Short task 1
In the forum thread, what total record count does the expected result show?
Short task 2
Rewrite the forum thread from "I have multiple" to "print (pd.Series(d))", changing "Folder" to "Data".

Reading passage

0

I have multiple CSV files and want to count all row for each file without the title column. The result will display all file records count and total records count :

enter image description here

The following code will count all CSV file record with title columns

import glob
import pandas as pd
files = glob.glob('Folder/*.csv')
d = {f: sum(1 for line in open(f)) for f in files}
print (pd.Series(d))
print (pd.Series(d).rename('rows').rename_axis('filename').reset_index())

Questions: How to get the following results: Expect result

File1 3 Without Title column Row count

File2 3 Without Title column Row count

File3 2 Without Title column Row count

Total 8

Reference link: How to count rows in multiple csv file

Anson
  • 243
  • 1
  • 5
  • 20

2 Answers2

0

Pandas solution:

import os
import pandas as pd

path = "C:/Users/username"
files = [file for file in os.listdir(path) if file.endswith(".csv")]

output = pd.Series(name="Rows", dtype=int)

Information provided
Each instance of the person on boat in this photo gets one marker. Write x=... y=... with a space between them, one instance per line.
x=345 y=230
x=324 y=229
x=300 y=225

Full answer 1
The expected total is 8.

Full answer 2
I have multiple CSV files and want to count all row for each file without the title column. The result will display all file records count and total records count :

enter image description here

The following code will count all CSV file record with title columns

import glob
import pandas as pd
files = glob.glob('Data/*.csv')
d = {f: sum(1 for line in open(f)) for f in files}
print (pd.Series(d))